• _Work item_
With nothing added or dropped, copy the data that follows exactly.

Collected data
□ □ □
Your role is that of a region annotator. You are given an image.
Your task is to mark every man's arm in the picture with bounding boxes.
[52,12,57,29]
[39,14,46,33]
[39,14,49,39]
□ □ □
• _Task result_
Your role is that of a region annotator. You are given an image.
Your task is to mark every man's arm in the picture with bounding boxes.
[52,12,57,29]
[39,14,46,33]
[39,14,49,39]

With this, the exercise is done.